Consigne: Recopiez intégralement la partie des enregistrements qui commence à la ligne contenant « of the person » et se termine à la fin des enregistrements, en ajoutant 49 à chaque coordonnée des points.

== Données

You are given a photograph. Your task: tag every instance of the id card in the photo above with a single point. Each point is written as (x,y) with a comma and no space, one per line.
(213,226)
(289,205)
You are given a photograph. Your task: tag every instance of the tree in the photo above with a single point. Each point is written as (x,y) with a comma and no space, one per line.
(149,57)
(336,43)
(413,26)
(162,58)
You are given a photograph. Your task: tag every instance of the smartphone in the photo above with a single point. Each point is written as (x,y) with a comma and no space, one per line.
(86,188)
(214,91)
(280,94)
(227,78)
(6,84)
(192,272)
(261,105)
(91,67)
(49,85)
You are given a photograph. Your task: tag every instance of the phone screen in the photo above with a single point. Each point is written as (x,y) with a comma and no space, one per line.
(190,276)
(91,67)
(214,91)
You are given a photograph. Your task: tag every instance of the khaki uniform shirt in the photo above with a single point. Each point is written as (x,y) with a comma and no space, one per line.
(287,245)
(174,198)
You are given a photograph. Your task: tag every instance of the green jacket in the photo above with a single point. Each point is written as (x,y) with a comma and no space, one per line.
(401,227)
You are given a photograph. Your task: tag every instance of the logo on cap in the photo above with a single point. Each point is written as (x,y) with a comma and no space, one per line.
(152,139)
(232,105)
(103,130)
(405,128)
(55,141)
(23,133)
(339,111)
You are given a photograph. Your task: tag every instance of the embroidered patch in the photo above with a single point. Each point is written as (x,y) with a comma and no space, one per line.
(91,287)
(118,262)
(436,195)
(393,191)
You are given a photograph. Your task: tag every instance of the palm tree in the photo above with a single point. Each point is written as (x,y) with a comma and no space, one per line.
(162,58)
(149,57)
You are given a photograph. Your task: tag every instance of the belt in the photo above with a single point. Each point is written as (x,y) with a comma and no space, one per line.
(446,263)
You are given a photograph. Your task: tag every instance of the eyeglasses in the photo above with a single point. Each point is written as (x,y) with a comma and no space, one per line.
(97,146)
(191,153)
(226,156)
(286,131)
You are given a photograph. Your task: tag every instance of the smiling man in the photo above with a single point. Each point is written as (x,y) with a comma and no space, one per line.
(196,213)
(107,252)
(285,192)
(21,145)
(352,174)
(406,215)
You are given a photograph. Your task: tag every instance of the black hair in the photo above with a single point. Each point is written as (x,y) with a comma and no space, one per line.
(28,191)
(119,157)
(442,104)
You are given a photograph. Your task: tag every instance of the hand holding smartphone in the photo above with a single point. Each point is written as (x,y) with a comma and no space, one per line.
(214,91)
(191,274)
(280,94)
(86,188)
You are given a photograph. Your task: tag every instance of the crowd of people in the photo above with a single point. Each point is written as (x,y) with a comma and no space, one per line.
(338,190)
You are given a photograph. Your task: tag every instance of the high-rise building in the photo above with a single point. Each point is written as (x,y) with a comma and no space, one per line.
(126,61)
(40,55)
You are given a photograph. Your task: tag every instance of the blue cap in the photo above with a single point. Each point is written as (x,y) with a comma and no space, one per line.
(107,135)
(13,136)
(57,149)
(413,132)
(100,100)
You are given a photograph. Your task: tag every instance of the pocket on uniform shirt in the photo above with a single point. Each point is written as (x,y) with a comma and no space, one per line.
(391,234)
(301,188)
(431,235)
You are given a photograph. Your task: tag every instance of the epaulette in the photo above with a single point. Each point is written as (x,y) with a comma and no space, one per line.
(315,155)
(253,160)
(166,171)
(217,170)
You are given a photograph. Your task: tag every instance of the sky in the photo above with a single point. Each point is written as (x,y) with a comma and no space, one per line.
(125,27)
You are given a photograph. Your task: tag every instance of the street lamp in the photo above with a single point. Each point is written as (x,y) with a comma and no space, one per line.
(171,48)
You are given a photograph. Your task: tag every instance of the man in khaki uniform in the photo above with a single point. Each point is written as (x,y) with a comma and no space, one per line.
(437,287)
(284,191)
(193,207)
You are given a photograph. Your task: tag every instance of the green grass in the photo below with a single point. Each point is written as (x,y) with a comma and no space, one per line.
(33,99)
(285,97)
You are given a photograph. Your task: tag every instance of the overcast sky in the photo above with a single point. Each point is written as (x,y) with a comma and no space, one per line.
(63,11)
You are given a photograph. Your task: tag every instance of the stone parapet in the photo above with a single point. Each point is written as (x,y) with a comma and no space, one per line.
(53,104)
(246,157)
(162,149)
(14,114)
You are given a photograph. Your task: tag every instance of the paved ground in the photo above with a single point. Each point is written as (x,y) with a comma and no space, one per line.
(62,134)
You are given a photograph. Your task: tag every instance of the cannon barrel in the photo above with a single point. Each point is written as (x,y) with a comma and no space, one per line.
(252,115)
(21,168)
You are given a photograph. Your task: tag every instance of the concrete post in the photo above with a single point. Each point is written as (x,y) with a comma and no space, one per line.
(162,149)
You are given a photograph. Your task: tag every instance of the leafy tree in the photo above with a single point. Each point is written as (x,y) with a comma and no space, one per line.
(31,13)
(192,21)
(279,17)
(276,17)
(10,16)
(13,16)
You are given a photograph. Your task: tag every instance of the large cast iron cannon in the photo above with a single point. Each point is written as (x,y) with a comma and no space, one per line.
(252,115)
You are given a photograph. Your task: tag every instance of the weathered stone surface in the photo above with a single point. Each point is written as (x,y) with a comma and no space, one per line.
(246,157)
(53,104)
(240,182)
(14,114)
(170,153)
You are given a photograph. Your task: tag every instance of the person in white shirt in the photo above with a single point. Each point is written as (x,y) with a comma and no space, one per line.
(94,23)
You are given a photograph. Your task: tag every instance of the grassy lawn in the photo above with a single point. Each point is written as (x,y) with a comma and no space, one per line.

====

Exercice corrigé:
You are given a photograph. Your task: tag every instance of the person in white shirt in the photo above with a single point. Each point is written as (x,y) with a comma and no space, one per line.
(143,72)
You are given a photograph. Your task: tag every instance of the grassy lawn in the photo above with a single point. Each point is written as (x,y) with a comma and no space, one per line.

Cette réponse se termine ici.